» TASK
Render as a numbered list the lines of the entries below that fall between the line containing "Look at the photo above. For each instance of the dirt" and the line containing "pixel 152 480", inclusive, omitting any blank lines.

#### RECORDS FOR THIS TASK

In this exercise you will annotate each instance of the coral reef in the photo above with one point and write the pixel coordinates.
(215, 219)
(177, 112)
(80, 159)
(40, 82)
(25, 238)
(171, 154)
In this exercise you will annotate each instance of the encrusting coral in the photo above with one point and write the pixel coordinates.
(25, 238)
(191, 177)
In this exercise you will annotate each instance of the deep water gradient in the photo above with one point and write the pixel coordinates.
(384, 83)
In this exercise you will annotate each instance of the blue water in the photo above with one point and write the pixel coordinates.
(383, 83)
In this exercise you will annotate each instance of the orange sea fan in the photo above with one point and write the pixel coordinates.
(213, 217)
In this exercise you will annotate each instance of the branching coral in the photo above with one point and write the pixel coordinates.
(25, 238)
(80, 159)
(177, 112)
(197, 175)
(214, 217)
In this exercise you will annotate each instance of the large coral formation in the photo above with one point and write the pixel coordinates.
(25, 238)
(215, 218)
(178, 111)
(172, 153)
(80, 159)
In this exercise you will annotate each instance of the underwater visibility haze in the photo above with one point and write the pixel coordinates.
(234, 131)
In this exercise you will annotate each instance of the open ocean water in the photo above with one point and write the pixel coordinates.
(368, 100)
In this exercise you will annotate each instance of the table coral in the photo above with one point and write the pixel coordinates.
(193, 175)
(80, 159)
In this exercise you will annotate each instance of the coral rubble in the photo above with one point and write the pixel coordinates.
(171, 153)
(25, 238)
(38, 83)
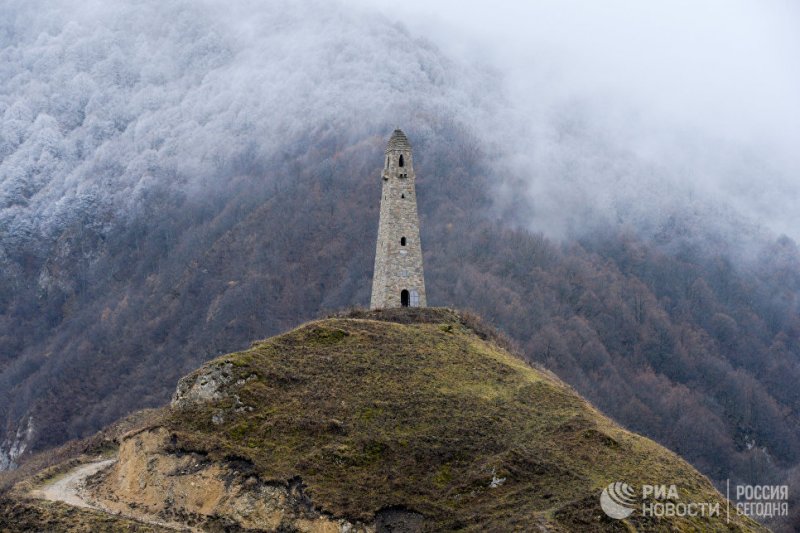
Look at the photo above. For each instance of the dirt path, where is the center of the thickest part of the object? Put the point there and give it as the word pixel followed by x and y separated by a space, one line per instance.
pixel 67 489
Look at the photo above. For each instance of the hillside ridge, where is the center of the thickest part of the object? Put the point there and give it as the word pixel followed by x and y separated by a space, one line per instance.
pixel 398 420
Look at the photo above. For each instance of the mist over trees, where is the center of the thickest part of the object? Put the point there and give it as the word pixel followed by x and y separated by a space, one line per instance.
pixel 178 179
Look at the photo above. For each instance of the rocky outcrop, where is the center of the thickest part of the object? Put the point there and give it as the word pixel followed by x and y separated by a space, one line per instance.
pixel 152 480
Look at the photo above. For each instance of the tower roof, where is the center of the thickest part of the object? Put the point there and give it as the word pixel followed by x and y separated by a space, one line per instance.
pixel 398 141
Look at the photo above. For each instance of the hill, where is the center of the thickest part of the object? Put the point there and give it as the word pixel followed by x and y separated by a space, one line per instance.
pixel 407 420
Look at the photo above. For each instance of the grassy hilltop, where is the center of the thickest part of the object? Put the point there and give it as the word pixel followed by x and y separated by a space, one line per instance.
pixel 422 413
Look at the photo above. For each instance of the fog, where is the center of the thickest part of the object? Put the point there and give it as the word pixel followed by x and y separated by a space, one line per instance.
pixel 642 107
pixel 625 113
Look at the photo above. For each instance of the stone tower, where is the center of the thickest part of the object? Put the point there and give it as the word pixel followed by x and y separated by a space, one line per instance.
pixel 398 280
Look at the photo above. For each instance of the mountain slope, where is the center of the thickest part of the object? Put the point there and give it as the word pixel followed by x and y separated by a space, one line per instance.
pixel 418 418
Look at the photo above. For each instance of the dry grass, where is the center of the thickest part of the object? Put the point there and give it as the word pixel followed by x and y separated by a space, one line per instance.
pixel 420 409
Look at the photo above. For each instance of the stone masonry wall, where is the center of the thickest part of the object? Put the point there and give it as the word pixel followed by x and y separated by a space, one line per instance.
pixel 398 267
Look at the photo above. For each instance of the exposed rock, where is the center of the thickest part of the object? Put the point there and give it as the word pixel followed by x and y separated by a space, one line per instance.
pixel 203 386
pixel 150 479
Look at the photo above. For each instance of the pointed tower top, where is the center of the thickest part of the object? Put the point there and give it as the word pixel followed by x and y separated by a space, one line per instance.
pixel 398 141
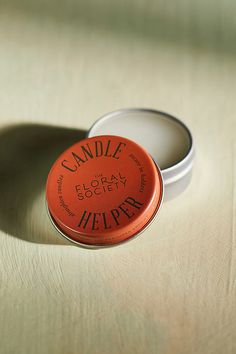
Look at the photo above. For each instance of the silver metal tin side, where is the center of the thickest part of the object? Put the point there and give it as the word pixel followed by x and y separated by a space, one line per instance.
pixel 177 175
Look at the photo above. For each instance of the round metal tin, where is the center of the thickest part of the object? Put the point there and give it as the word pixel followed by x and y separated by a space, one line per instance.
pixel 103 191
pixel 166 138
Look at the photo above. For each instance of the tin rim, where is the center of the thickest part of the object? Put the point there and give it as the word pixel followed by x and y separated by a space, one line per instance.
pixel 172 171
pixel 135 235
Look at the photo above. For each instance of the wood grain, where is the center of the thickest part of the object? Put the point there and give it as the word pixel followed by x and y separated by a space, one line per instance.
pixel 173 289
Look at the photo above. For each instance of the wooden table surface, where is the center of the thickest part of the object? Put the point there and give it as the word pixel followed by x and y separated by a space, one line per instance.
pixel 172 290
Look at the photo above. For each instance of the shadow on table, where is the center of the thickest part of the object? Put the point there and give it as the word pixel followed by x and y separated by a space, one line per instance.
pixel 27 152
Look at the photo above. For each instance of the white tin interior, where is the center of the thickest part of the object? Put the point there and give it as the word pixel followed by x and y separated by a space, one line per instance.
pixel 166 138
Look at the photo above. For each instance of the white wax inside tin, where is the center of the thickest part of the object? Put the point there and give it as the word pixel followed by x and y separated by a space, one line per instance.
pixel 166 140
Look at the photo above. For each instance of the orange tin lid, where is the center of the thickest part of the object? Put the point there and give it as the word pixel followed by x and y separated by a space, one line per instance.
pixel 103 190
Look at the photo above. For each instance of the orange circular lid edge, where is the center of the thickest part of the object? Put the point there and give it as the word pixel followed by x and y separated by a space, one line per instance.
pixel 103 190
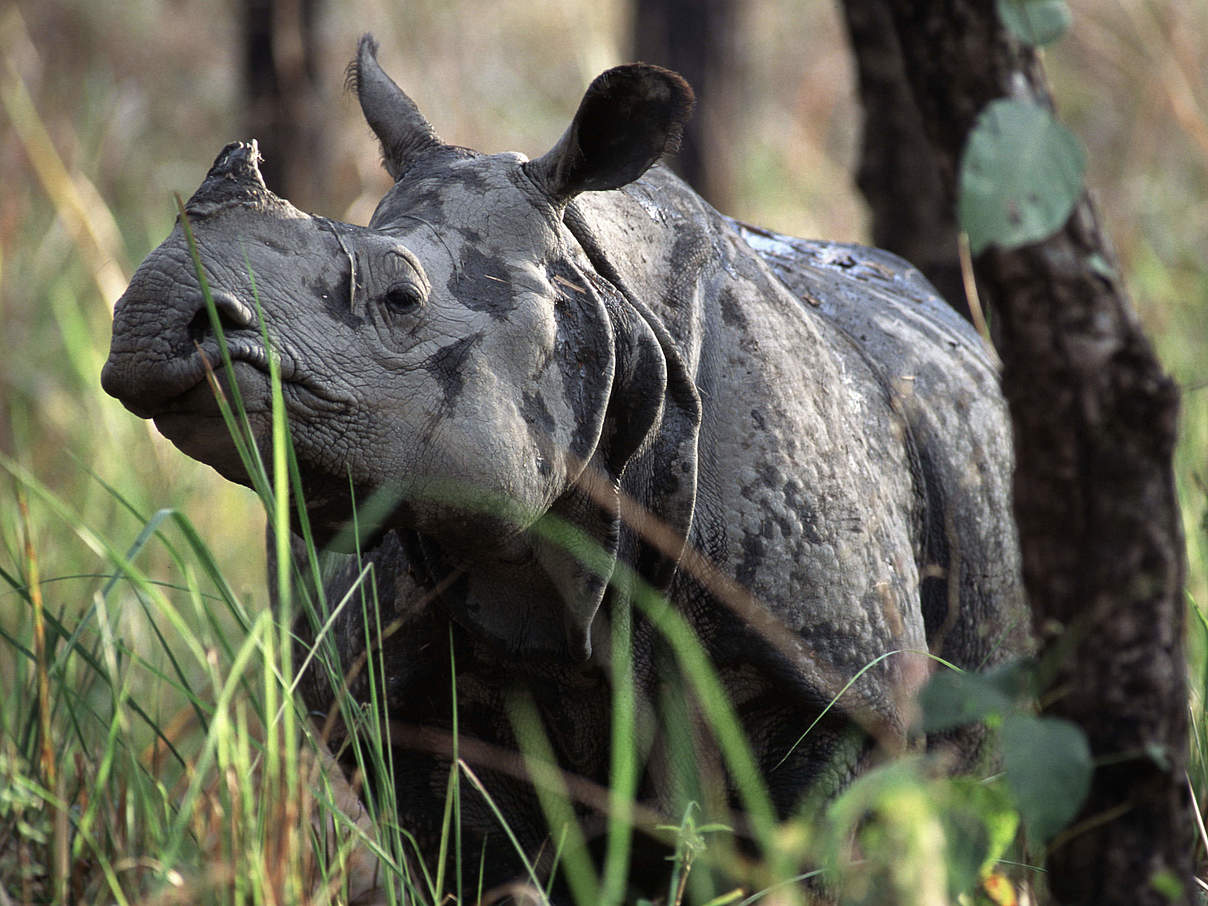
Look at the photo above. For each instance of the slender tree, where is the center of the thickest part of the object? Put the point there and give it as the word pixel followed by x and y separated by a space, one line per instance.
pixel 698 39
pixel 1095 422
pixel 283 112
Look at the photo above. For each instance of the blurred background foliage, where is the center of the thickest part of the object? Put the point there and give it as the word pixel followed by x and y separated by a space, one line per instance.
pixel 110 109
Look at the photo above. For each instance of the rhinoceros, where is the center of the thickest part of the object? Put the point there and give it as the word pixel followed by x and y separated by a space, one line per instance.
pixel 579 394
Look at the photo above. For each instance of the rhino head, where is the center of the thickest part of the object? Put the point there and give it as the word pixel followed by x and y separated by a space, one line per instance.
pixel 460 355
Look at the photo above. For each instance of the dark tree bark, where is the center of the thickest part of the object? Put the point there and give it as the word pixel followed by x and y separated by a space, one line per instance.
pixel 283 111
pixel 896 173
pixel 698 40
pixel 1095 427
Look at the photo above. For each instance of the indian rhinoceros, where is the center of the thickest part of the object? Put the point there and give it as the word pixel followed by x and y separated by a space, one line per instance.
pixel 570 381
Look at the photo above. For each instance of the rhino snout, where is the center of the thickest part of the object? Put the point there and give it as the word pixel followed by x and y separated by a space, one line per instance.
pixel 160 350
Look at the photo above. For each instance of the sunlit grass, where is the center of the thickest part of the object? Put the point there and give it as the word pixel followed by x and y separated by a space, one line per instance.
pixel 180 766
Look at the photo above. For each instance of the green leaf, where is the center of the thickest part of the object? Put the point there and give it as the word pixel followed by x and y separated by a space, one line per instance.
pixel 1021 174
pixel 952 698
pixel 992 805
pixel 980 823
pixel 1047 771
pixel 1034 22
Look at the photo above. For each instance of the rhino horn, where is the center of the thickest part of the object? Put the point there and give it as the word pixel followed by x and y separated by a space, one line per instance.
pixel 233 179
pixel 404 132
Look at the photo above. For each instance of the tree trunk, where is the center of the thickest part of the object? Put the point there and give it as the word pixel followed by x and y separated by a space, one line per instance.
pixel 283 110
pixel 698 40
pixel 896 174
pixel 1095 423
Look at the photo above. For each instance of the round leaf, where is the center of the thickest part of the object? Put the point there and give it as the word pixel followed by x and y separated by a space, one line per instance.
pixel 1047 771
pixel 1021 174
pixel 951 700
pixel 1034 22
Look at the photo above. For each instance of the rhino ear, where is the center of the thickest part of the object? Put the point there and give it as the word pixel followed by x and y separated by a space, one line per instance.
pixel 628 118
pixel 404 132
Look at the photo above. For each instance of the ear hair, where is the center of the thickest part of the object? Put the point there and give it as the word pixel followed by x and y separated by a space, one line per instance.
pixel 628 118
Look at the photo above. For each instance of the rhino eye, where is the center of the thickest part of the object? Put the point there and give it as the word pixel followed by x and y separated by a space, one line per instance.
pixel 404 297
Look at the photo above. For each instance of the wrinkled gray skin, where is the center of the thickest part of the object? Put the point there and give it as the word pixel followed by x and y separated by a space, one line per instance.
pixel 511 346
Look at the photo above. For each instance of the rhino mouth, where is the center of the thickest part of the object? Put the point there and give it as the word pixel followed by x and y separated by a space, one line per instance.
pixel 186 388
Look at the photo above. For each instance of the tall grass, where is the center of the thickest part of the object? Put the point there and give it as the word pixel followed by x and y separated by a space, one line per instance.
pixel 151 742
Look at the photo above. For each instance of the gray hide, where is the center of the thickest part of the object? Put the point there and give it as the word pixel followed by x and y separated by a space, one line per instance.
pixel 796 442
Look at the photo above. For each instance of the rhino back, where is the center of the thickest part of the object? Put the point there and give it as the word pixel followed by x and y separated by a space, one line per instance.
pixel 946 385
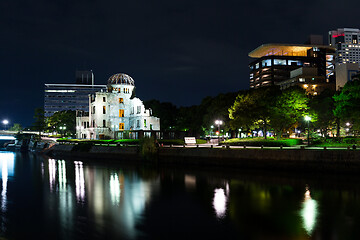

########

» FULL SOLUTION
1. Look at the photo above. For each instance of the dirt path, where is the center of the thickest part of the object? Put the point there and give it as the word pixel followed by x and y separated by a space, one line per instance.
2. pixel 67 489
3. Look at the photo above. For each instance of the hillside ridge, where is the center of the thickest part of the object? Put the point there and give it as the word pixel followed by x and y separated by a space, one line per instance.
4. pixel 398 420
5. Look at the photo above. For each instance of the mist over trees, where is the center of the thickest part of the object? Put the point there and give it as the word pixel followed by x and y separated by a space, one line per instance.
6. pixel 178 179
7. Look at the photo above. For each instance of the rocky outcrop, where is the center of the thickest part of the object? Put the point there and give it as the word pixel followed by x and y separated by a space, one line per instance.
8. pixel 152 480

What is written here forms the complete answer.